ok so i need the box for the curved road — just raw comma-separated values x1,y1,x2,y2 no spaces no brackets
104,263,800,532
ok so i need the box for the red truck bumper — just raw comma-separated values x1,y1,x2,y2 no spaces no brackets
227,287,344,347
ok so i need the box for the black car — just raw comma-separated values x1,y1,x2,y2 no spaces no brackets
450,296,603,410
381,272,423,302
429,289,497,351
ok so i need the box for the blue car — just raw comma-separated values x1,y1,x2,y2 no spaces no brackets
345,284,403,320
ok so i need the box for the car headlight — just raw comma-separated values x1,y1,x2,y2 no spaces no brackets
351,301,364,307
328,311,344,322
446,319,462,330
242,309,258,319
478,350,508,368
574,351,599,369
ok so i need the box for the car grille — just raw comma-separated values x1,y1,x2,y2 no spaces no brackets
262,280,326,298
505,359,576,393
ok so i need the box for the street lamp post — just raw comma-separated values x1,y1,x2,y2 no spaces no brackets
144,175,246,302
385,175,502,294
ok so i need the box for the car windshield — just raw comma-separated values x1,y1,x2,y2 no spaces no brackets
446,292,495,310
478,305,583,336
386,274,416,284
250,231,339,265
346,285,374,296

_Task item_: The answer should be nothing more than the lines from the one with "ok so i need the box for the street" through the end of the entries, restated word for word.

_Result below_:
ok so i need the box for the street lamp post — just raw comma-separated values x1,y1,x2,y2 no spaces no brackets
144,175,246,302
385,175,502,294
ok so i need the box for the car windshield — just raw comma-separated values x1,y1,x2,y2 no spaces no brackets
446,292,495,310
478,305,583,336
386,274,416,284
250,231,339,265
346,285,374,296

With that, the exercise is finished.